> _Exercise_
Recast the lines from the one containing "Batch processing job — object class: cluster" through the one containing "944 295 1092 343", both included, as a numbered list, omitting any blank lines.

Annotated coordinate lines
* * * *
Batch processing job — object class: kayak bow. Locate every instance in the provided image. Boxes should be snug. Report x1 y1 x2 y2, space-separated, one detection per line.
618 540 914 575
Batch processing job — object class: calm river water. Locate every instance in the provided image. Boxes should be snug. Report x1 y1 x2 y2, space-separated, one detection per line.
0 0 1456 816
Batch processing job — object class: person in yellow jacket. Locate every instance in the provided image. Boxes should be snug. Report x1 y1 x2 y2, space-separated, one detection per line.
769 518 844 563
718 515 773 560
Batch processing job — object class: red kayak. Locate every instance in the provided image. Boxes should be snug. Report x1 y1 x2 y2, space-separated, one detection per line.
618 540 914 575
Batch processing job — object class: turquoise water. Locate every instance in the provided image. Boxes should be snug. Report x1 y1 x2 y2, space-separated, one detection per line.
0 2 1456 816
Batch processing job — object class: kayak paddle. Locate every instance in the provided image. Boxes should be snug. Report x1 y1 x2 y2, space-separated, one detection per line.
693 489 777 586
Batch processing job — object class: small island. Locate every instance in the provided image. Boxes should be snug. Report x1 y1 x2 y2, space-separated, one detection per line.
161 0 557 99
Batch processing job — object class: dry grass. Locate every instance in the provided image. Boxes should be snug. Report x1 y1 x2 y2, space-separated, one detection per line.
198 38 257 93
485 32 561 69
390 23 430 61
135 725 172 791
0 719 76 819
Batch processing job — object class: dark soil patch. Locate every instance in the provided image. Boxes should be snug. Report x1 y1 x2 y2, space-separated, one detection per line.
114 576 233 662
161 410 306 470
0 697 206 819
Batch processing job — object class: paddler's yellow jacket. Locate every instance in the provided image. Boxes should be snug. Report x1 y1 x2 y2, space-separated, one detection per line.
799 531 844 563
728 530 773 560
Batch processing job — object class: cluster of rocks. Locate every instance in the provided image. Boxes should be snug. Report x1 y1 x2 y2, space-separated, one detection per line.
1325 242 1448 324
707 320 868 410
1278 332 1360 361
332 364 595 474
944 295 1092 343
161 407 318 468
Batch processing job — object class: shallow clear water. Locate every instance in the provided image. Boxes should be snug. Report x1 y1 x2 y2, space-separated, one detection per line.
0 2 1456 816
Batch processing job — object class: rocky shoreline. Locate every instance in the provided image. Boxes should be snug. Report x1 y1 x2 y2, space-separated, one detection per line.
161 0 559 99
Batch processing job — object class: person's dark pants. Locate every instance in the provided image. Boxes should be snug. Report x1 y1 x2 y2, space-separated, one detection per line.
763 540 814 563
* * * *
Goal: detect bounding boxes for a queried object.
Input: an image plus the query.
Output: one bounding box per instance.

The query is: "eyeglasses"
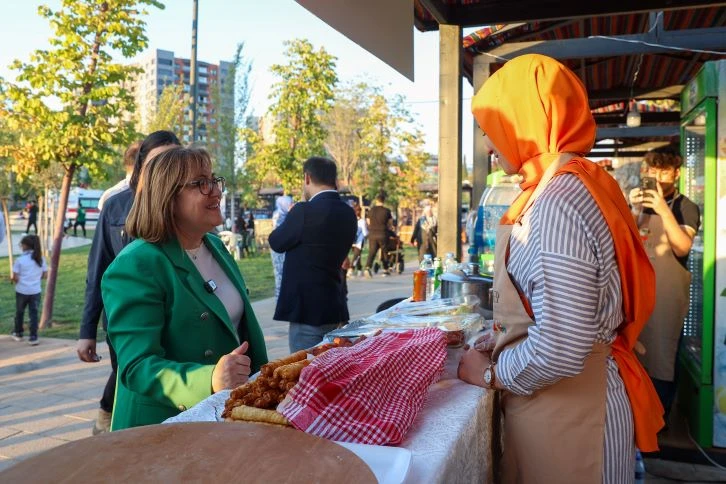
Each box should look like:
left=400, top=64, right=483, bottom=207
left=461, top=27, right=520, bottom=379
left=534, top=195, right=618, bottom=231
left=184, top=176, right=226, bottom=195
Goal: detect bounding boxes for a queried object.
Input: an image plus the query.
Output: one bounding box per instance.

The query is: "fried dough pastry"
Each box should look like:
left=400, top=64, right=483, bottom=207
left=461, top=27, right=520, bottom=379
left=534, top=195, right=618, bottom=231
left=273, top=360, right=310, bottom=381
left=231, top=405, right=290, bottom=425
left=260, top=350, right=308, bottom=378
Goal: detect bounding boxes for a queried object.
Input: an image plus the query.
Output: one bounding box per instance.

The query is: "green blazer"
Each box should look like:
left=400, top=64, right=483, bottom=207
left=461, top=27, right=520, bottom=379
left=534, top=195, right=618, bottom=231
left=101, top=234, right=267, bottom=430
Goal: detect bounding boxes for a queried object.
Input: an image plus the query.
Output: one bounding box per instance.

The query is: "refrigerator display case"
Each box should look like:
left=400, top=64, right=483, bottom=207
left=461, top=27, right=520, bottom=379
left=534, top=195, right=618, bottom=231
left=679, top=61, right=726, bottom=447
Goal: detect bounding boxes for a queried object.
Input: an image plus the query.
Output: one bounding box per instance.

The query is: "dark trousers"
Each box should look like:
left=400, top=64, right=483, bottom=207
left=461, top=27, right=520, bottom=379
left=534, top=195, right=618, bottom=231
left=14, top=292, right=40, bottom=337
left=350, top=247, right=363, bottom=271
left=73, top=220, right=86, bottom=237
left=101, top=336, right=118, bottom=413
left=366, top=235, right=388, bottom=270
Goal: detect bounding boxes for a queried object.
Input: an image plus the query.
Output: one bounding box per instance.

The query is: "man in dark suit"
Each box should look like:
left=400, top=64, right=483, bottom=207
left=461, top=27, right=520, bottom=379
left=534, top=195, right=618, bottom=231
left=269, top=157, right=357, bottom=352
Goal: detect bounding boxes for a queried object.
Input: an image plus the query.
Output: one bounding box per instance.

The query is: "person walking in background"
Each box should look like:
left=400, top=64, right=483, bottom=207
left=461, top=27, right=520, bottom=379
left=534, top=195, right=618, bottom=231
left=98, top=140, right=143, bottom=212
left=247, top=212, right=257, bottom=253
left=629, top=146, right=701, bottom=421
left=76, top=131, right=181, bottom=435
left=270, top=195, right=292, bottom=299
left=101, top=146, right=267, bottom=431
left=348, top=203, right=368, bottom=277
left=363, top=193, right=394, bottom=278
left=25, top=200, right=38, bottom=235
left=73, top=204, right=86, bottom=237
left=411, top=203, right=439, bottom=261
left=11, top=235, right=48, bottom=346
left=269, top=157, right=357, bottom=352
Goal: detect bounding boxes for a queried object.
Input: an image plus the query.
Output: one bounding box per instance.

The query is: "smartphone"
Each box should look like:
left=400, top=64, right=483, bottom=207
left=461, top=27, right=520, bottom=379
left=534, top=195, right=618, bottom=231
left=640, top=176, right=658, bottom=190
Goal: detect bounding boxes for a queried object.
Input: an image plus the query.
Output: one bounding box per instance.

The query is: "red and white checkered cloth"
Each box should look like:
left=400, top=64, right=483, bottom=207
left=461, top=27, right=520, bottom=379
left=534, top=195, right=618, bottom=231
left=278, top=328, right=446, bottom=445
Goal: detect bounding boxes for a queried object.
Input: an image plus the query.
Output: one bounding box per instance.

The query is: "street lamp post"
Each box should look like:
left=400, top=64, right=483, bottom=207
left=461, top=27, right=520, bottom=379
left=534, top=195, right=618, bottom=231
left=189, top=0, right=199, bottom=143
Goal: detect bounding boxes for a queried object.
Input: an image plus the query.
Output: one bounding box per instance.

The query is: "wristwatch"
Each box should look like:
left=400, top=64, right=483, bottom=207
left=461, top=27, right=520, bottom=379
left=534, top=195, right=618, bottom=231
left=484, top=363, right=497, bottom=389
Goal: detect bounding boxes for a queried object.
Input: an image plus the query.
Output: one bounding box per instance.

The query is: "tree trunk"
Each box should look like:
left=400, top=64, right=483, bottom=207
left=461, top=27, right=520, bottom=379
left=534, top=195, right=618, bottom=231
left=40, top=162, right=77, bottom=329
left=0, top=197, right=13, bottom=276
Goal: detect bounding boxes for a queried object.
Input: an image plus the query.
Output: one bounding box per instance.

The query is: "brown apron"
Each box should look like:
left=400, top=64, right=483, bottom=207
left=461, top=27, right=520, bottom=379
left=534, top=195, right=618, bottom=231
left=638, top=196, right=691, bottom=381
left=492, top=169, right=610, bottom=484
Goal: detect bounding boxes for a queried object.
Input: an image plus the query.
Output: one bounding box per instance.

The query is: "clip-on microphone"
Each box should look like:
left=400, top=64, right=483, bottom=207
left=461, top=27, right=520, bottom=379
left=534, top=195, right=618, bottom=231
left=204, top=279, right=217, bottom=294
* * * *
> _Finished answer_
1. Batch processing job — object class: cluster of rocks. Locate every instance in the provided image. Boxes should be snug. Report x1 y1 x2 y2, space-separated, one detection per line.
2. 1325 242 1448 324
3. 707 320 868 410
4. 1278 332 1360 361
5. 332 364 595 474
6. 944 295 1092 343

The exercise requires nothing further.